-- Start Stored records --
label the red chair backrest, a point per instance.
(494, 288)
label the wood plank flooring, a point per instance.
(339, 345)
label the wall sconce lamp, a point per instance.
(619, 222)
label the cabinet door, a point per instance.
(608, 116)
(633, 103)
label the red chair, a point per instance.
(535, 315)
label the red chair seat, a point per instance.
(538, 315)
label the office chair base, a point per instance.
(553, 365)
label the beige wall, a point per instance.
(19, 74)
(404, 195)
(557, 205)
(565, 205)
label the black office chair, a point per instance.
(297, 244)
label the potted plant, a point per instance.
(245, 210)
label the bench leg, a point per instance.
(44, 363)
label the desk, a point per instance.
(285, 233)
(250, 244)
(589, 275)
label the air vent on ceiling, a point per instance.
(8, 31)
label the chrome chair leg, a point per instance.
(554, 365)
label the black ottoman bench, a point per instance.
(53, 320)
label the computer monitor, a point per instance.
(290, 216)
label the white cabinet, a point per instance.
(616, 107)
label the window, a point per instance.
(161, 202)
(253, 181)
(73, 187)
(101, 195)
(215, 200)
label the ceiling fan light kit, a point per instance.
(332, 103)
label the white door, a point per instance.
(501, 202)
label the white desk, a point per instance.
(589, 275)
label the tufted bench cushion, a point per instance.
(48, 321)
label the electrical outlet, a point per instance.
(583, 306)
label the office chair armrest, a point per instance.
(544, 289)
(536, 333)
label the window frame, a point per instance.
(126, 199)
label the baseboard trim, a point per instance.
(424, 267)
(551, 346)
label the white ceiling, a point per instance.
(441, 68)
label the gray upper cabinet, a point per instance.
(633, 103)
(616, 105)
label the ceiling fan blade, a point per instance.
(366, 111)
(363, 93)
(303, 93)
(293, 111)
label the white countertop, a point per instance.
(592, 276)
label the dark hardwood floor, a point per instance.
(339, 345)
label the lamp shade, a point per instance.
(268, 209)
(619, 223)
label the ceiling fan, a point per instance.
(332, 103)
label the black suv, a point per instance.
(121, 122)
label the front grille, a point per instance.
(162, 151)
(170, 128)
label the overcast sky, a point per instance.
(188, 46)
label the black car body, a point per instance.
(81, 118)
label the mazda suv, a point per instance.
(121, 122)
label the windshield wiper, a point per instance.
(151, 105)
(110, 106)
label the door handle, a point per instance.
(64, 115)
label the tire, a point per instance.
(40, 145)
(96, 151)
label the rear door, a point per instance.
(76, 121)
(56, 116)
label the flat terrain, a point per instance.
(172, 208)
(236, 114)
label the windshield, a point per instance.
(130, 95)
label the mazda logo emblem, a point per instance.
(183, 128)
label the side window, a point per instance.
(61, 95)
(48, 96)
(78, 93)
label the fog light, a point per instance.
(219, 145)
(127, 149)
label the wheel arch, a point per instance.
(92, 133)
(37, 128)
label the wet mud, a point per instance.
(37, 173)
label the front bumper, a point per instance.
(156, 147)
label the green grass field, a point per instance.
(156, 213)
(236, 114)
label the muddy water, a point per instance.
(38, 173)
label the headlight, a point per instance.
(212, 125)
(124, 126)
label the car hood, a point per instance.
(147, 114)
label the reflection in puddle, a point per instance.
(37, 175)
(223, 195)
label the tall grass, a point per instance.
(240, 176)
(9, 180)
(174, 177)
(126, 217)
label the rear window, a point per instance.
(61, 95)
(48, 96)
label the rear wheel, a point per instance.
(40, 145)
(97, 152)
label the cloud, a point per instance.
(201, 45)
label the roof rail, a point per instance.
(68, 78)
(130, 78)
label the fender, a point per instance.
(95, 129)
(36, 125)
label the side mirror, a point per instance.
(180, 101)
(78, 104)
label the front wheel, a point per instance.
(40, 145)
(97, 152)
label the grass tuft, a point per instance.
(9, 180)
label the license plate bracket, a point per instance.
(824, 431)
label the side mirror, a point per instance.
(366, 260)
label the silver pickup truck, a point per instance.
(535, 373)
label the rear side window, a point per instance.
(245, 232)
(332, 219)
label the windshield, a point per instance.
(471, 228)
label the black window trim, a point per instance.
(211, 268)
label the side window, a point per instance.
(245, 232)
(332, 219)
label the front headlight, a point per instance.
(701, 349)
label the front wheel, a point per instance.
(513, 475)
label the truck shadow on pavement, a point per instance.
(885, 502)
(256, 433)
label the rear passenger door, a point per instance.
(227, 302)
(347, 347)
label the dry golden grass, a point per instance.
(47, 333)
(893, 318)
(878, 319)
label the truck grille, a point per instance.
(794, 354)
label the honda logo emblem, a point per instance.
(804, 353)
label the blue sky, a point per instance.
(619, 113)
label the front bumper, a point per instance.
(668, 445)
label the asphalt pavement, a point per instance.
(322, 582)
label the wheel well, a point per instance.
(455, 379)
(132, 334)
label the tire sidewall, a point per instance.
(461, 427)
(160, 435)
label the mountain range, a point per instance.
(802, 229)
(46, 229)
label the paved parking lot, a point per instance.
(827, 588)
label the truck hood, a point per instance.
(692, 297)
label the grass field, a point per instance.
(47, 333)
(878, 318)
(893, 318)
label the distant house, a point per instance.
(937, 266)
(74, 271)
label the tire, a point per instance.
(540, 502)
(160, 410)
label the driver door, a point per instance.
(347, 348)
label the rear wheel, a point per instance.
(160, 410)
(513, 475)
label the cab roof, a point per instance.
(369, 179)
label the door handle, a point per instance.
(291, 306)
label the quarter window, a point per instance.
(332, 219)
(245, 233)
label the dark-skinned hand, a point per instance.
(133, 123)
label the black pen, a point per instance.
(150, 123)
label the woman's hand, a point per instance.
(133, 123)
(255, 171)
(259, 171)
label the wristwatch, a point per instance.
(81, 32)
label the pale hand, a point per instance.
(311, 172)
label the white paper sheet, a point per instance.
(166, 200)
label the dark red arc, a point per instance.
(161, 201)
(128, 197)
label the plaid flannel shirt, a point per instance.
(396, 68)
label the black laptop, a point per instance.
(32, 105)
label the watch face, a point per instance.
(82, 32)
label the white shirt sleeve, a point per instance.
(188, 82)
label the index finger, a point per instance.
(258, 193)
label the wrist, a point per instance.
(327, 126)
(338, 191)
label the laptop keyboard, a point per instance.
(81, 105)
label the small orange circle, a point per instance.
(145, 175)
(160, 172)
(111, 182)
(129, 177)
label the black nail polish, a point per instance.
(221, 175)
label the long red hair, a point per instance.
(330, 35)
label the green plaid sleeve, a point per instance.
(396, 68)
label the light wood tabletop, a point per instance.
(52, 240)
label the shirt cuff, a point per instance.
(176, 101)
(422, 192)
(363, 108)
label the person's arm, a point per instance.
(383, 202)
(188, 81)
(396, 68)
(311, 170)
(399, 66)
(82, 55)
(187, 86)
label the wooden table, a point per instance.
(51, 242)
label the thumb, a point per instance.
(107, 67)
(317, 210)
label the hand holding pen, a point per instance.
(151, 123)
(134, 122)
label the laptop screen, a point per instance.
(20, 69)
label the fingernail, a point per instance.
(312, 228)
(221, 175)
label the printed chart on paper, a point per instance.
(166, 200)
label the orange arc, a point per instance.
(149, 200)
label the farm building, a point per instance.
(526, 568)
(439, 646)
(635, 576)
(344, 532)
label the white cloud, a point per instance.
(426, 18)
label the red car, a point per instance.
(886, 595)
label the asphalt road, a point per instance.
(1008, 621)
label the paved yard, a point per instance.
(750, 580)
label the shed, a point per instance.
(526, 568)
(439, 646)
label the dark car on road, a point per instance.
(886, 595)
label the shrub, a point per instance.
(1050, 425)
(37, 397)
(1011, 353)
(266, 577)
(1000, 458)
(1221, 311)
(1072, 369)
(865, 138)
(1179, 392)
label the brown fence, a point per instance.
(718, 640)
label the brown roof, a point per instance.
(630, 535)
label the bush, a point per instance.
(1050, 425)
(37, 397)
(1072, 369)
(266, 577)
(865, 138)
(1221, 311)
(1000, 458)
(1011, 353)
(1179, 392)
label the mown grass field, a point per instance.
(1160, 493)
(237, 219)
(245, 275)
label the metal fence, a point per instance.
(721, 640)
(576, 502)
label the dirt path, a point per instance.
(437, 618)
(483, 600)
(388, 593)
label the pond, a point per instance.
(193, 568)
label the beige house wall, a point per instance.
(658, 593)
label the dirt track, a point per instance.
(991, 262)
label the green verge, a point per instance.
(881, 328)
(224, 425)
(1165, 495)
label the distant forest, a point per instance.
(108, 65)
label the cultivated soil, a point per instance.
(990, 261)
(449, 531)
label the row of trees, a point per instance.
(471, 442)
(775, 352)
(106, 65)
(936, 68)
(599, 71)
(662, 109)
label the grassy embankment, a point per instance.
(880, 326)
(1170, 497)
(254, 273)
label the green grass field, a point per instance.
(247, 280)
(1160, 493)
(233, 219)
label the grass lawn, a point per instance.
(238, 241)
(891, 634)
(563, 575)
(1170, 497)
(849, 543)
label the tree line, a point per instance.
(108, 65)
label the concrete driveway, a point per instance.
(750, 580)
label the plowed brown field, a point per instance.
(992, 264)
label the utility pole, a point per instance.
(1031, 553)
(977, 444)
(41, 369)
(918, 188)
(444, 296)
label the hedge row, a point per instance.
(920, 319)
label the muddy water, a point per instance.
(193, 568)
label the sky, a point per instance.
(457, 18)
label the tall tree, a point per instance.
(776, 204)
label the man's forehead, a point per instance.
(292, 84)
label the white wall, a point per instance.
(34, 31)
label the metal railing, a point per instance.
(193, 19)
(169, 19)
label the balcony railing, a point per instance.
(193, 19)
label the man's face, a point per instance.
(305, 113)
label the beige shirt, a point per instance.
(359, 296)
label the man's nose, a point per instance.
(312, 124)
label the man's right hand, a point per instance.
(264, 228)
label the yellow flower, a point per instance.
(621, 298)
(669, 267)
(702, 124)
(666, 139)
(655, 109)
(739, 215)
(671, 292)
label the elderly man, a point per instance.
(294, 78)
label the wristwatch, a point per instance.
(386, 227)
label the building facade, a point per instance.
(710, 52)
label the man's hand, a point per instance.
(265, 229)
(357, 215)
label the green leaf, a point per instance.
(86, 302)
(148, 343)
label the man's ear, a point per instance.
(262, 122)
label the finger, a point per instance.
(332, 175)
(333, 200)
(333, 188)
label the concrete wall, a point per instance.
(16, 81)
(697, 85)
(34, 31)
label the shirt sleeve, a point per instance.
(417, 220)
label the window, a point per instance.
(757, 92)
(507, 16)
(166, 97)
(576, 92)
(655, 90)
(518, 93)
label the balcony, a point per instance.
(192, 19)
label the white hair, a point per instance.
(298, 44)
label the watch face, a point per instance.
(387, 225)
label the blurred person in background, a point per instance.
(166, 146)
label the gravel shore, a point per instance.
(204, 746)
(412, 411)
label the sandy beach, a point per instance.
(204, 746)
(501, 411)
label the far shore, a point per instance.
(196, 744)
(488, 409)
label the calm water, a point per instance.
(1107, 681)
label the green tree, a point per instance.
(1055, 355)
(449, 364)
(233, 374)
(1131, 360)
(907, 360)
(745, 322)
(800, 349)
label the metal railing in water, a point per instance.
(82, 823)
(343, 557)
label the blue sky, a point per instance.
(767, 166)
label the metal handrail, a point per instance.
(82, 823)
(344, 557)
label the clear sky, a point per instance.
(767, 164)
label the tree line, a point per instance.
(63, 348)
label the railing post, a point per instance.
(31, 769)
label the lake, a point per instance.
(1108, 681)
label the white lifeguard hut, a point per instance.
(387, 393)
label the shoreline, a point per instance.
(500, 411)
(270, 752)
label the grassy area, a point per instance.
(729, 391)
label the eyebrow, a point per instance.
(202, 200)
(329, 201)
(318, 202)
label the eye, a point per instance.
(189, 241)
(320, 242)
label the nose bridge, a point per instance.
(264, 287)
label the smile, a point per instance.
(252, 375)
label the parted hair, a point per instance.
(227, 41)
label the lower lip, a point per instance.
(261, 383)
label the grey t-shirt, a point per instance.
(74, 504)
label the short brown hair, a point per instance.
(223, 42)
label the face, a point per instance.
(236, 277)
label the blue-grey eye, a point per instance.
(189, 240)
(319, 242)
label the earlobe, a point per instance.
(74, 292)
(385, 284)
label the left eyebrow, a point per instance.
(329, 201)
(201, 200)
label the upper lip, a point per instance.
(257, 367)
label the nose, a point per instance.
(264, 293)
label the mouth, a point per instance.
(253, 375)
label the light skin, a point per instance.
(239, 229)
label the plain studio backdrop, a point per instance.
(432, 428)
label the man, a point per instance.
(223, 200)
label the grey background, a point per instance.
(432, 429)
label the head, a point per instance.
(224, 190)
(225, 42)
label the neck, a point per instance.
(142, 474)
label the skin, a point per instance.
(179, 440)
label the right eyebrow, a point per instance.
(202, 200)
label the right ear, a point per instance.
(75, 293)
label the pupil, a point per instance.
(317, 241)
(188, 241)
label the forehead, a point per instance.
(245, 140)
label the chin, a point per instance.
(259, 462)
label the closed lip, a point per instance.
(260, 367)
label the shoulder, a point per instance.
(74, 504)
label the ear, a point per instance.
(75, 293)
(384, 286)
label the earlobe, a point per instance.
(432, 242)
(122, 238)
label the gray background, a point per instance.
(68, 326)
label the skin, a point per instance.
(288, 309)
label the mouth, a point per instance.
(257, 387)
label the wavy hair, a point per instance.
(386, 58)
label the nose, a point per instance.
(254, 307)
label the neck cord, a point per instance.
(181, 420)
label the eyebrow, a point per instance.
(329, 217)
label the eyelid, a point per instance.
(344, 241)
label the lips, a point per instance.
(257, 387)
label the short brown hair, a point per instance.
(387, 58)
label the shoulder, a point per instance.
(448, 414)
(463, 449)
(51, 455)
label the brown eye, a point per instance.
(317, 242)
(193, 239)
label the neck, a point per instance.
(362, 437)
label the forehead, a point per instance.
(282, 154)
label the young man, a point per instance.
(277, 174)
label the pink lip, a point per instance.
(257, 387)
-- End Stored records --
▶ **Exercise description**
Copy the records word for word, starting at the line containing "label the ear, a point per instance." and continuing through the end of the records.

▶ **Written reply**
label the ear, a point per instance.
(75, 293)
(384, 286)
label the earlobe, a point per instance.
(432, 242)
(122, 238)
label the gray background, a point per instance.
(68, 326)
label the skin, a point per instance.
(288, 309)
label the mouth, a point per instance.
(257, 387)
label the wavy hair, a point per instance.
(386, 58)
label the nose, a point per instance.
(254, 307)
label the neck cord, a point per instance.
(181, 420)
label the eyebrow, a point per instance.
(329, 217)
label the eyelid, a point per instance.
(344, 241)
label the lips, a point per instance.
(257, 387)
label the short brown hair, a point per instance.
(387, 58)
label the shoulder, a point per instance.
(448, 414)
(463, 449)
(51, 455)
label the brown eye, a point per instance.
(317, 242)
(193, 239)
label the neck, a point per instance.
(362, 437)
label the forehead, a point per instance.
(282, 154)
label the young man, a point per instance.
(277, 174)
label the pink lip, a point per instance.
(257, 387)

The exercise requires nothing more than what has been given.